(Region pointing data)

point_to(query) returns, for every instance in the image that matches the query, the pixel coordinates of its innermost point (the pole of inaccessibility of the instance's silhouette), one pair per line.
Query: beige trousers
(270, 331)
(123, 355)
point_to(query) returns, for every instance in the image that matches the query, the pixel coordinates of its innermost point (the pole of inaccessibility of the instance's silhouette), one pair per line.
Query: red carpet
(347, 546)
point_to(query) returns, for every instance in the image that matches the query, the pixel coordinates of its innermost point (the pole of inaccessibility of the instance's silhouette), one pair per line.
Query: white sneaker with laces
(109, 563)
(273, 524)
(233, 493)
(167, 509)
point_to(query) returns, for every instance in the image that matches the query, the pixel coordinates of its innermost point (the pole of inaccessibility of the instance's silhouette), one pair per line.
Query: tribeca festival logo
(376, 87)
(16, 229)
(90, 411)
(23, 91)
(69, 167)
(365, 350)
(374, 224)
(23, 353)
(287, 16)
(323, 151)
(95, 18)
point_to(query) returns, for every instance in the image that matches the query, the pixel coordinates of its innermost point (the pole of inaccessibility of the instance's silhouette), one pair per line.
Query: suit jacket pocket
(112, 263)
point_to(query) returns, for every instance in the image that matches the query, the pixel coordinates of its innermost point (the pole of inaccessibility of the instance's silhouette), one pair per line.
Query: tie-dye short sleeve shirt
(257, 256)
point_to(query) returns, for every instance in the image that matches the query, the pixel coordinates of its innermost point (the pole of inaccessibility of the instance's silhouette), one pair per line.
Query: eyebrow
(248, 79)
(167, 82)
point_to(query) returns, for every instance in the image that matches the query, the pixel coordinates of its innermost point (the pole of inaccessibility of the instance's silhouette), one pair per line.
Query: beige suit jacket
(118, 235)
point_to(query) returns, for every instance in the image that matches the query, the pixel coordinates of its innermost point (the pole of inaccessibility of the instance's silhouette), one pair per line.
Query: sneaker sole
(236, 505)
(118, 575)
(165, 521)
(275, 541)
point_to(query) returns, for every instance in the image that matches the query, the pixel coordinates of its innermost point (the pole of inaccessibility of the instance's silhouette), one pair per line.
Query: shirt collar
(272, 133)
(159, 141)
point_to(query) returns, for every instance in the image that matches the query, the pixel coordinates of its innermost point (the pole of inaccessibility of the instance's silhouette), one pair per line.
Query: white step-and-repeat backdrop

→ **What you need to do**
Each record above is to be written out again exactly.

→ **Answer below**
point_to(query) returns, for every instance in the image that matches the query, the pixel coordinates of its innermost point (the pole of inaccessibility of the instance's silhouette), one pair per line.
Query: beige trousers
(270, 331)
(123, 355)
point_to(query) returns, for every instance in the image that matches the query, the pixel coordinates of its innermost point (the pole of inaccessibility of the instance's silhouette), one pair per line.
Query: red carpet
(347, 546)
point_to(query) returns, for every instance in the image that matches the query, the pixel coordinates of its innermost point (the pole of inaccessibility of the instance's silhouette), one pair per line.
Query: white sneaker with laces
(109, 563)
(273, 524)
(233, 493)
(167, 509)
point_to(query) returns, for every instance in the image that matches the query, the pixel coordinates of its innermost point (the pole of inaccessibility of the instance's silhouette), one pair per line.
Query: tribeca festival logo
(376, 87)
(16, 229)
(90, 411)
(23, 91)
(69, 167)
(365, 350)
(374, 224)
(23, 353)
(287, 16)
(323, 151)
(95, 18)
point_to(query) returns, for every instance in the image that matches the query, the pixel coordinates of its innermost point (the pole of inaccessibility of the instance's silhouette), one pair per line.
Query: suit jacket pocket
(112, 263)
point_to(query) returns, for every instance in the image that matches the query, the pixel coordinates of its innermost point (the pole of inaccessibility of the instance's silhouette), one pair per line.
Query: tie-dye short sleeve shirt
(257, 256)
point_to(query) returns, for every instance in the image that matches the query, the pixel coordinates of its innermost point (the pole of inaccessibility of the instance's silhouette), one pair per line.
Query: eyebrow
(248, 79)
(167, 82)
point_to(query) returns, for every instance in the image that matches the query, the pixel coordinates of its innermost point (the pole of inaccessibility of the instance's silhouette), one pair per line.
Query: beige suit jacket
(118, 235)
point_to(query) returns, for every instance in the image that matches the query, the pixel coordinates of its innermost point (the pole of inaccessibility of the instance's silhouette), one pair per line.
Query: sneaker sole
(236, 505)
(118, 575)
(165, 521)
(275, 541)
point_to(query) returns, for every instance in the image that matches the query, the pixel coordinates of its innermost point (the pole of inaccessibility of the instance's silhouette), one pair per line.
Query: shirt collar
(272, 133)
(159, 141)
point_to(query) returns, for every instance in the image that matches the query, the pixel coordinates of its innermost point (the pole of inaccessibility of the instance's silhouette), one pair per line.
Query: white step-and-repeat backdrop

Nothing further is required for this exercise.